• _Instructions for the task_: Scan the records below, and wherever a line has the word "clicks", pull it out.

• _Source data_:
○ ○ ○ ○ ○
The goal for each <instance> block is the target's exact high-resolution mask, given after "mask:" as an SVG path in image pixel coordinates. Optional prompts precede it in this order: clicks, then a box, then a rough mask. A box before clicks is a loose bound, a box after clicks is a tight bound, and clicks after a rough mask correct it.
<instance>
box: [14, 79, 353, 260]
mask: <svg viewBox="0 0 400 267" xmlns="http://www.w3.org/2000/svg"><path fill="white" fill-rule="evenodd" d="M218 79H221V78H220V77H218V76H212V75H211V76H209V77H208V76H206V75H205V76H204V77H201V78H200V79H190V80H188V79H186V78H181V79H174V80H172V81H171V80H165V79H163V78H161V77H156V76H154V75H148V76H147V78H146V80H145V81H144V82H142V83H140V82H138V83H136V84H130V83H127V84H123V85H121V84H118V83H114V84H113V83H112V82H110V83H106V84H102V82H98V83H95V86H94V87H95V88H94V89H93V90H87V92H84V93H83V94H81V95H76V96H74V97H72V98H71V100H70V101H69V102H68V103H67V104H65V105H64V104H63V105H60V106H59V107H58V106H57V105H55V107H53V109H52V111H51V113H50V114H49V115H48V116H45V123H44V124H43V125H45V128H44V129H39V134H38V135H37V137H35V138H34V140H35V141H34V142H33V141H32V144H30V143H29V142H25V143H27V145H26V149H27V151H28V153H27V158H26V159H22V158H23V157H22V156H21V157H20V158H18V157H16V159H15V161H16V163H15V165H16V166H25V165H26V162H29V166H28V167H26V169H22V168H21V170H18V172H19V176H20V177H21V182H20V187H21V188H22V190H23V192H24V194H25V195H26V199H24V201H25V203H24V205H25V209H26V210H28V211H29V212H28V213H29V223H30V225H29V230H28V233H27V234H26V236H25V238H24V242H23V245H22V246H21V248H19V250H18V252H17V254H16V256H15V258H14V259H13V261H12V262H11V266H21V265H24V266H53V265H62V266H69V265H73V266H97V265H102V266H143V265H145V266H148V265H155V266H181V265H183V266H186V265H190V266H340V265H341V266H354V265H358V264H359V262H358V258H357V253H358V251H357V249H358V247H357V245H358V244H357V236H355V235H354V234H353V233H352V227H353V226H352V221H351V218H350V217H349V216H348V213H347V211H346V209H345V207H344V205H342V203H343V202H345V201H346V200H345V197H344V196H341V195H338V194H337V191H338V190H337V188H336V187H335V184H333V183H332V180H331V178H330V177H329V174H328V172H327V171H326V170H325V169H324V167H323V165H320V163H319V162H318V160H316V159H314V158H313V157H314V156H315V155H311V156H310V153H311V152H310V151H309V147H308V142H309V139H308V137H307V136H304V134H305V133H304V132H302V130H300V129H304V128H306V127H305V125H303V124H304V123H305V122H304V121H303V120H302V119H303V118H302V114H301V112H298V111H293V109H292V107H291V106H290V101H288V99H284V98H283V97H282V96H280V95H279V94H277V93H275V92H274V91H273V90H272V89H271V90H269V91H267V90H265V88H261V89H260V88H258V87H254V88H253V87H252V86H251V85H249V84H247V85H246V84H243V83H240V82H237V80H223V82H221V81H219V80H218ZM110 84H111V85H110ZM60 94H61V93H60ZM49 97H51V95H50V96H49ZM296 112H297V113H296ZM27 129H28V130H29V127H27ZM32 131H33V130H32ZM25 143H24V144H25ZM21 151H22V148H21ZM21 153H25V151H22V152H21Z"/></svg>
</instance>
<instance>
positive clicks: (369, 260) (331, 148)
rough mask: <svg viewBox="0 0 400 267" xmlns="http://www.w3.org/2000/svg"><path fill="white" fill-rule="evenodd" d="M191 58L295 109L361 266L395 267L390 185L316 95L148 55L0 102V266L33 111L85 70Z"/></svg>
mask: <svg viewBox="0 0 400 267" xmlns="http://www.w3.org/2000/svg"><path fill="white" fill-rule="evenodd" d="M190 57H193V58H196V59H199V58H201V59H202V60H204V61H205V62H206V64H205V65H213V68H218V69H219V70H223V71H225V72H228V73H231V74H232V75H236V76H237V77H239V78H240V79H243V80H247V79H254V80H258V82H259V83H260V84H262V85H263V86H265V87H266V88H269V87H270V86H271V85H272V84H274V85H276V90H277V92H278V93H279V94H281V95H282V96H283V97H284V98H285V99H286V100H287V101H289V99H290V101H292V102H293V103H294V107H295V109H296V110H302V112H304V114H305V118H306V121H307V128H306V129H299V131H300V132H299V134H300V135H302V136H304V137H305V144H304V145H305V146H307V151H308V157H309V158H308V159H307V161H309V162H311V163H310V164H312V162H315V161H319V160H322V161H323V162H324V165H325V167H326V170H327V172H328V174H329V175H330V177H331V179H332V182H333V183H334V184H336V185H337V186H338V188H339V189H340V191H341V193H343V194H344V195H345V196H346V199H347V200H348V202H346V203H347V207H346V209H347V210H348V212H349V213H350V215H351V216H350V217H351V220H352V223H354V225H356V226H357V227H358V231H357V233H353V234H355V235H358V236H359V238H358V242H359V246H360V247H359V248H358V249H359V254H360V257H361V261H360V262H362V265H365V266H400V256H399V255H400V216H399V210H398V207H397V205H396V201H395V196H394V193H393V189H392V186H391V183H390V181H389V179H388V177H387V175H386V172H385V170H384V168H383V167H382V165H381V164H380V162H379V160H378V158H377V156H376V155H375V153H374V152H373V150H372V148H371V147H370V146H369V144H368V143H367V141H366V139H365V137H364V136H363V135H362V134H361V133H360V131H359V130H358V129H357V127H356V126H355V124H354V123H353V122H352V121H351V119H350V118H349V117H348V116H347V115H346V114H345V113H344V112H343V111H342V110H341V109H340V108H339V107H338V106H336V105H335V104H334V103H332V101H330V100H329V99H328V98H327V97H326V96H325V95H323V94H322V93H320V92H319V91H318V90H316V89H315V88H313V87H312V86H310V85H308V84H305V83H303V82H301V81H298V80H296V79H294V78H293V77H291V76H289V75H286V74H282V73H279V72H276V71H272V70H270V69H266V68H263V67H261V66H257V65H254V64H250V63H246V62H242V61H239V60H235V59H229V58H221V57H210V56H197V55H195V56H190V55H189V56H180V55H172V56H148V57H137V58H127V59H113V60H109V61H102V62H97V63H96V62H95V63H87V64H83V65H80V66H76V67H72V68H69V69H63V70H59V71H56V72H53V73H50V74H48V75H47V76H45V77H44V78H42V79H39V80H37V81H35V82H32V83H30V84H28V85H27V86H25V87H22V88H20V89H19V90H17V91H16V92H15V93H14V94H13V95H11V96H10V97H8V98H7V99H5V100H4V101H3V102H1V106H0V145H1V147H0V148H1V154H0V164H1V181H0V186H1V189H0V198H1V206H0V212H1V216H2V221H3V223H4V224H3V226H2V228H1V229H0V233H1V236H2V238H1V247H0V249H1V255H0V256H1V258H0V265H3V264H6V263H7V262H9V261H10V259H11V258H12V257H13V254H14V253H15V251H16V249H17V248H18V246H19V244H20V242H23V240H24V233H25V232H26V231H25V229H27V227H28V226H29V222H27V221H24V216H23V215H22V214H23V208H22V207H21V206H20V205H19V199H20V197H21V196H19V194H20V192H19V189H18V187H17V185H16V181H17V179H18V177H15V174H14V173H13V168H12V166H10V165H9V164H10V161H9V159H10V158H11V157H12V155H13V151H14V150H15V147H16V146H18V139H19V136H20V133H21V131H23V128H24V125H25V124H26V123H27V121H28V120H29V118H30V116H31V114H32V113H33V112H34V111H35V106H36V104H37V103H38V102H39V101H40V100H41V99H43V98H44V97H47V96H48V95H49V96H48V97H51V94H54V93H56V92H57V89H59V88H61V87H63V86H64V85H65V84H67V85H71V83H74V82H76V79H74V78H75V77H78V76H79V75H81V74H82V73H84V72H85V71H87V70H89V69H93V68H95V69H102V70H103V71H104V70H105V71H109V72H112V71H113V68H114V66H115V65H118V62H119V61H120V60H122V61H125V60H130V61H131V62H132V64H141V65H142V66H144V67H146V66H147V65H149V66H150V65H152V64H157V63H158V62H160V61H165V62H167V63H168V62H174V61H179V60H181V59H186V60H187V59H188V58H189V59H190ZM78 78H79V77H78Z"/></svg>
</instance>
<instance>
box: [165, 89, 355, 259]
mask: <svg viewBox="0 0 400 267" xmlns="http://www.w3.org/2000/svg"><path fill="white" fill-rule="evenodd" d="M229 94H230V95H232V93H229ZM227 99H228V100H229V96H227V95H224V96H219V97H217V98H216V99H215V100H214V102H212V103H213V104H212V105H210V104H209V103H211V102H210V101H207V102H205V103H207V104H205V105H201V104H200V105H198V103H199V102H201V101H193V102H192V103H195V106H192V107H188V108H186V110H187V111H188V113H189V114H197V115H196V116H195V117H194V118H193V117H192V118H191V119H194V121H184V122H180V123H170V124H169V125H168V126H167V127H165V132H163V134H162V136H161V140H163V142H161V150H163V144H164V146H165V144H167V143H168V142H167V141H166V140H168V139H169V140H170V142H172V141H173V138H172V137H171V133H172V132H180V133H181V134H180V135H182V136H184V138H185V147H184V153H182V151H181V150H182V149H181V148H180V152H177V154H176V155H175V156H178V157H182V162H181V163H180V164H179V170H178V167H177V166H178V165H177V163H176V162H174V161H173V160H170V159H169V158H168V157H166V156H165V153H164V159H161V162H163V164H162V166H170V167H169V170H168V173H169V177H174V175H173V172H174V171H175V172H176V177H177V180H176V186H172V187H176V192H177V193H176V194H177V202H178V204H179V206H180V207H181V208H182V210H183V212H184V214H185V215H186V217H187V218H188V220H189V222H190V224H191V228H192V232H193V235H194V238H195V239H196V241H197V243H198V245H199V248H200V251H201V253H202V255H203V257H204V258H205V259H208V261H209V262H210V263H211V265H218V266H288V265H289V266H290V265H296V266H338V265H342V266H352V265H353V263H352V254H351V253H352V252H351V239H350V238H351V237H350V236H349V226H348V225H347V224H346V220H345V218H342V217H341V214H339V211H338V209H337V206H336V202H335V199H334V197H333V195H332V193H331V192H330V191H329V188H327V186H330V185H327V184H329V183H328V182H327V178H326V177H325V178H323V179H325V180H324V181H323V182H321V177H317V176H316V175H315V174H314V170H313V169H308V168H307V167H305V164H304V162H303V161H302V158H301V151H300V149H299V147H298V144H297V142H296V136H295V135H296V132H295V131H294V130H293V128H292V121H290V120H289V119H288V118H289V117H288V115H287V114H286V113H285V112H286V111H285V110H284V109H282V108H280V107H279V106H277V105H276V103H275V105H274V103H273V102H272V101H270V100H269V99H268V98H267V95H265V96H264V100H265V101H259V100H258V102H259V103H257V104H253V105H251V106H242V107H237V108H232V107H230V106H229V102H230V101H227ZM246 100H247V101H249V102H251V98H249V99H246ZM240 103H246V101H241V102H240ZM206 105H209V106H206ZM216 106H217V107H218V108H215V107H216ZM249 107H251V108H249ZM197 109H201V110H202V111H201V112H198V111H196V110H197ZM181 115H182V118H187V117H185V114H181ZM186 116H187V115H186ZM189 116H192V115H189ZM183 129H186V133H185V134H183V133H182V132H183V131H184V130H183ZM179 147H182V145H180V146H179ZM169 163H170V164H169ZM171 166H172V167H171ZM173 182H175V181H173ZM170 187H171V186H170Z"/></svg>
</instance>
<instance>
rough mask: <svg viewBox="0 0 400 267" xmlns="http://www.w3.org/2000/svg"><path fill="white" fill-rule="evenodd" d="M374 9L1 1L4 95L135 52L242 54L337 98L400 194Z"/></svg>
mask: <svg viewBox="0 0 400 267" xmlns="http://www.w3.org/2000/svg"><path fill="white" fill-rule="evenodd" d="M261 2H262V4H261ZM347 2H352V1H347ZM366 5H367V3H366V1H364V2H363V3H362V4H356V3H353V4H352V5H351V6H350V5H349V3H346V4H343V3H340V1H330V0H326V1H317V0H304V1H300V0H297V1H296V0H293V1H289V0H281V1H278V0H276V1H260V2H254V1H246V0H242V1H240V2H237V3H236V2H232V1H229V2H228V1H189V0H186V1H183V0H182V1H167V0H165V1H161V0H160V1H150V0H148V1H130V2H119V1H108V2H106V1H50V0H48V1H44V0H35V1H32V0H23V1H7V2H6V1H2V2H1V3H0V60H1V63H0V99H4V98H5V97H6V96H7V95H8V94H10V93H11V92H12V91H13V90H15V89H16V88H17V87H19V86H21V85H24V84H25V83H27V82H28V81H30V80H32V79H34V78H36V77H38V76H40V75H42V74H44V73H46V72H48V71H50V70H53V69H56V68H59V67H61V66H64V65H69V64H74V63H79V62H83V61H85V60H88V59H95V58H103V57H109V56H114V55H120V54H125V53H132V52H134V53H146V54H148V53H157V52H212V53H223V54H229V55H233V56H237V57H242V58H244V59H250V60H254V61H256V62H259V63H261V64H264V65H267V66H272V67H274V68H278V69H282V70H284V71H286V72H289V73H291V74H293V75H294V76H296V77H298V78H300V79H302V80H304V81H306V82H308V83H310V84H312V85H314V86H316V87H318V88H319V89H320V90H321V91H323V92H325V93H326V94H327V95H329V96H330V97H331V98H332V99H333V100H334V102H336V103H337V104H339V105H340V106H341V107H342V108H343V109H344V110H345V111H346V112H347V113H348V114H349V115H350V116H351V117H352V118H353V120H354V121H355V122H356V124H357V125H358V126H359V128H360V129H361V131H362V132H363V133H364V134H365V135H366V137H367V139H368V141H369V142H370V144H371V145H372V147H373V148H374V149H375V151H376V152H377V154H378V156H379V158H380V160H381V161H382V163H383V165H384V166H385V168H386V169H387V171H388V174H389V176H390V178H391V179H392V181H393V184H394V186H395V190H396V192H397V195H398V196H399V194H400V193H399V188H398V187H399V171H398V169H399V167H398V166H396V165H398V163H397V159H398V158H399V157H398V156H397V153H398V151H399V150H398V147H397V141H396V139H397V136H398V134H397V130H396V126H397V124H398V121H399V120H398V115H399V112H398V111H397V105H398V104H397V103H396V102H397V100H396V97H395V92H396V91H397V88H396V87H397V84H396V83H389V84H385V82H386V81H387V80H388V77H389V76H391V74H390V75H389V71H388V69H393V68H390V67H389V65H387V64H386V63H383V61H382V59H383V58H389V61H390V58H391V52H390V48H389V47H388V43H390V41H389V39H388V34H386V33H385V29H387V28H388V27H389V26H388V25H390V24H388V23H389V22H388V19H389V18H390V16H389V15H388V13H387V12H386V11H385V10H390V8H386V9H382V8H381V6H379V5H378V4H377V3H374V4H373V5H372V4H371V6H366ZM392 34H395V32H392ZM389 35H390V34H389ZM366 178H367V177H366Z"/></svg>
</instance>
○ ○ ○ ○ ○
• _Worked solution_:
The goal for each <instance> block is the target's exact high-resolution mask, given after "mask:" as an SVG path in image pixel coordinates. Optional prompts precede it in this order: clicks, then a box, then a rough mask. A box before clicks is a loose bound, a box after clicks is a tight bound, and clicks after a rough mask correct it.
positive clicks: (369, 260) (331, 148)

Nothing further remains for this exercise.